» THE PROBLEM: Rewrite the stretch of the listing from the line containing "grass on bank." through the line containing "(278, 492), (566, 574)", both included, as a numbered list, omitting any blank lines.

» Entries on locating named objects:
┌──

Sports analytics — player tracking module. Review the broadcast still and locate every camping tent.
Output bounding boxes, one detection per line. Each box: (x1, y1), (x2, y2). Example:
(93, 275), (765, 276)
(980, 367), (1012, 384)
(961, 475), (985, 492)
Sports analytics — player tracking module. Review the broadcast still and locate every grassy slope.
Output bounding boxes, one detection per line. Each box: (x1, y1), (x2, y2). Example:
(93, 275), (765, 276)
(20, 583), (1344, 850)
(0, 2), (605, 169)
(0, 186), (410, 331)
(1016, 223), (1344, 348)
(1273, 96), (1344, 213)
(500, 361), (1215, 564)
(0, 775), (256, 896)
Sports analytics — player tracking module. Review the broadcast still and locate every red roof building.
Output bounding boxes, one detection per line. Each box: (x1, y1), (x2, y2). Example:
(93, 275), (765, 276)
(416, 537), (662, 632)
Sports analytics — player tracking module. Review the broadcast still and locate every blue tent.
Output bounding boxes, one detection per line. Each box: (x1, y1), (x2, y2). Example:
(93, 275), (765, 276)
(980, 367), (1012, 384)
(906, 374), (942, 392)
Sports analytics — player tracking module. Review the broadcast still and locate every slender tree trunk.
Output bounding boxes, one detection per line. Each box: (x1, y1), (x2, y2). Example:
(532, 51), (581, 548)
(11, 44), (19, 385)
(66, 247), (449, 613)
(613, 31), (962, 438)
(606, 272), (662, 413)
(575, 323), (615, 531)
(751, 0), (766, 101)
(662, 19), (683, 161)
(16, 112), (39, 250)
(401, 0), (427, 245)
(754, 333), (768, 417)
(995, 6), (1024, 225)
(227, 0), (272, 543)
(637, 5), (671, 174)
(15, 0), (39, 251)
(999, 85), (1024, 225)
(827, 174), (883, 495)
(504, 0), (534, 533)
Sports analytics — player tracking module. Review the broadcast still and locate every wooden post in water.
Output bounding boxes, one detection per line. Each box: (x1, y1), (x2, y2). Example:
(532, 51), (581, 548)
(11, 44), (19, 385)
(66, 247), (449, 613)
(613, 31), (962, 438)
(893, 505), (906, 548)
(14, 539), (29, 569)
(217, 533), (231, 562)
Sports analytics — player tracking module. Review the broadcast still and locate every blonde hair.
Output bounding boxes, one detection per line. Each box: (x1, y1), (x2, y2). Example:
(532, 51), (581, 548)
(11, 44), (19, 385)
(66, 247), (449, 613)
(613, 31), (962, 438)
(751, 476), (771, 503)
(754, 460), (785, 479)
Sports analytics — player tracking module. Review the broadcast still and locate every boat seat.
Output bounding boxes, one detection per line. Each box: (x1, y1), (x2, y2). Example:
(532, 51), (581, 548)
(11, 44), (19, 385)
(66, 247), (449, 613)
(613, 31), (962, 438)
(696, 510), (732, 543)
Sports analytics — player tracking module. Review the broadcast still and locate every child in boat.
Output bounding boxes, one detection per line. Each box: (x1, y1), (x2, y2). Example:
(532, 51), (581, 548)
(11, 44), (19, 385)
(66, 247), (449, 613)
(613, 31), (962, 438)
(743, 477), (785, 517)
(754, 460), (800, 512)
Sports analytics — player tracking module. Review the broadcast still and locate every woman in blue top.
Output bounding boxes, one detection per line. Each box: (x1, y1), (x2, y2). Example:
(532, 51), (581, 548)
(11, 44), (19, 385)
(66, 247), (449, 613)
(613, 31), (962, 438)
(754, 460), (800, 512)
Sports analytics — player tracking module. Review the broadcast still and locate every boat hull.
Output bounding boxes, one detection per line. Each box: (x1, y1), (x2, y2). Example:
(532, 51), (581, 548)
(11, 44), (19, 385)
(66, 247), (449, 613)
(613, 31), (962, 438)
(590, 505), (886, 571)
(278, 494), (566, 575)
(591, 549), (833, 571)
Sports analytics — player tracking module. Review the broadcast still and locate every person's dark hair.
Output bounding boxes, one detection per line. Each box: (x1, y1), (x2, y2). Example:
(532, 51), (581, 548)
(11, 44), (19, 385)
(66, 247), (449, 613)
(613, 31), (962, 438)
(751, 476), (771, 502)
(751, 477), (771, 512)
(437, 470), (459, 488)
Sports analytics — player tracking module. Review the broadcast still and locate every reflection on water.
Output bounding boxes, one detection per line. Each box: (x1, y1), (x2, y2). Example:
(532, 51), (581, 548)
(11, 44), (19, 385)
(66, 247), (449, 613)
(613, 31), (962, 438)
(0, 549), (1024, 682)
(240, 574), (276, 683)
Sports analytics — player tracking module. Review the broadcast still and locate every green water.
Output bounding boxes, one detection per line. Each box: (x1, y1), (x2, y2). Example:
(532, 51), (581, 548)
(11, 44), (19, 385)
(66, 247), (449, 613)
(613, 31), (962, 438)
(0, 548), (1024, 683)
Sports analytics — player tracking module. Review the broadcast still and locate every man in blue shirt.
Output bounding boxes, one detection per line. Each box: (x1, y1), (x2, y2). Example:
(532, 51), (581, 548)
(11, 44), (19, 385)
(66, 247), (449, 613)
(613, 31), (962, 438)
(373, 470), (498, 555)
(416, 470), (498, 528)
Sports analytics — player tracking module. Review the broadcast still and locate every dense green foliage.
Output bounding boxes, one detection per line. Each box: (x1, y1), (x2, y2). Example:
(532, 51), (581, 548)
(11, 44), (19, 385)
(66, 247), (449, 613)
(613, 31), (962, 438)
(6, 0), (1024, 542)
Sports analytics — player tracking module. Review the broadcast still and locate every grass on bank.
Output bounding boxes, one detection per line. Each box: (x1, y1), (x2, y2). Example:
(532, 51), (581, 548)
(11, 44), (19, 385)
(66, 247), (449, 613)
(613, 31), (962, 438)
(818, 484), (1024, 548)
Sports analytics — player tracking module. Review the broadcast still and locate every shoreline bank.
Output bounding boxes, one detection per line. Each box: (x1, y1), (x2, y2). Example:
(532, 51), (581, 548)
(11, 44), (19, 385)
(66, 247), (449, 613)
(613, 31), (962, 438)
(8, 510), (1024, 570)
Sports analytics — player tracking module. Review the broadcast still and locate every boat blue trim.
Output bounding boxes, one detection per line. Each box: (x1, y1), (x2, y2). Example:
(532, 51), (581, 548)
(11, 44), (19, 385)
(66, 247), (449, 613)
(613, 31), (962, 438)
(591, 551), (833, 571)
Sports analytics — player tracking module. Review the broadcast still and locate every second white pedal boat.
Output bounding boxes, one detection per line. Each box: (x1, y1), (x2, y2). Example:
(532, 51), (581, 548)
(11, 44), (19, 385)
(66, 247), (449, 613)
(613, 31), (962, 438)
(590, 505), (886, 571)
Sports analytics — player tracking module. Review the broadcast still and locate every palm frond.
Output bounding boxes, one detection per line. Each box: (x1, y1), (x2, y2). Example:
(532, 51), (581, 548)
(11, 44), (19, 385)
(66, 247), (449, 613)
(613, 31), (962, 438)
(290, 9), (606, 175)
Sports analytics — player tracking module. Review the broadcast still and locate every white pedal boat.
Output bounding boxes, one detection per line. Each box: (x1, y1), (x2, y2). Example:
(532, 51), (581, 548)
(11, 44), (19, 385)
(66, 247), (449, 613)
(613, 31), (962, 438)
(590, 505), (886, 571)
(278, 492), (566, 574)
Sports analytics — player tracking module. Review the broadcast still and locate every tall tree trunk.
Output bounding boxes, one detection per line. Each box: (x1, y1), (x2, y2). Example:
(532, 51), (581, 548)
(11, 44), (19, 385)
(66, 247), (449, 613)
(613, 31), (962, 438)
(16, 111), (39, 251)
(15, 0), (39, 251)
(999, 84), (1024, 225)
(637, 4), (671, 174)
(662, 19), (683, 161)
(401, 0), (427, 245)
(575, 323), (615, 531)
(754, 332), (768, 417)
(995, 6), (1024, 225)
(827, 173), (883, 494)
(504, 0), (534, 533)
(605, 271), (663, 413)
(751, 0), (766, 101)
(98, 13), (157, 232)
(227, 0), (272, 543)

└──

» SOLUTION TO THIS EXERCISE:
1. Sports analytics — player tracking module. Review the broadcast still and locate every grass on bank.
2. Output bounding boxes, one detection per line. Each box: (x1, y1), (x2, y2). Example:
3. (532, 51), (581, 548)
4. (11, 44), (19, 385)
5. (66, 247), (449, 613)
6. (613, 31), (962, 438)
7. (818, 484), (1024, 548)
8. Sports analytics — player tracking module. Review the broadcast still and locate every shoreline bank.
9. Output bounding boxes, one detection per line. Each box: (x1, y1), (x2, y2). Example:
10. (532, 51), (581, 548)
11. (11, 44), (19, 385)
12. (66, 247), (449, 613)
13. (613, 31), (962, 438)
14. (8, 510), (1024, 570)
15. Sports analytics — player tracking module. Review the broadcast still and locate every boat blue trim.
16. Output bounding boxes, one detection per line. Each box: (x1, y1), (x2, y2). Example:
17. (532, 51), (581, 548)
18. (11, 44), (19, 385)
19. (66, 247), (449, 613)
20. (613, 31), (962, 438)
21. (591, 551), (833, 571)
22. Sports analytics — player tracking module. Review the broadcast still and locate every second white pedal boat.
23. Output bounding boxes, one detection per line. Each box: (x1, y1), (x2, y2). Example:
24. (532, 51), (581, 548)
25. (11, 44), (19, 385)
26. (66, 247), (449, 613)
27. (613, 31), (962, 438)
28. (590, 505), (886, 571)
29. Sports analytics — player tracking module. Review the broadcast still and locate every palm frond.
30. Output bounding boxes, one detection per line. Each box: (x1, y1), (x2, y2). Example:
31. (532, 51), (581, 548)
32. (11, 44), (19, 385)
33. (66, 247), (449, 613)
34. (613, 31), (962, 438)
35. (290, 9), (606, 175)
36. Sports analytics — player tracking module. Review the broadcast still and locate every white pedal boat.
37. Output bounding boxes, one detection per line. Each box: (x1, y1), (x2, y2). Example:
38. (532, 51), (581, 548)
39. (11, 44), (19, 385)
40. (66, 247), (449, 613)
41. (613, 31), (962, 438)
42. (590, 505), (886, 571)
43. (278, 492), (566, 574)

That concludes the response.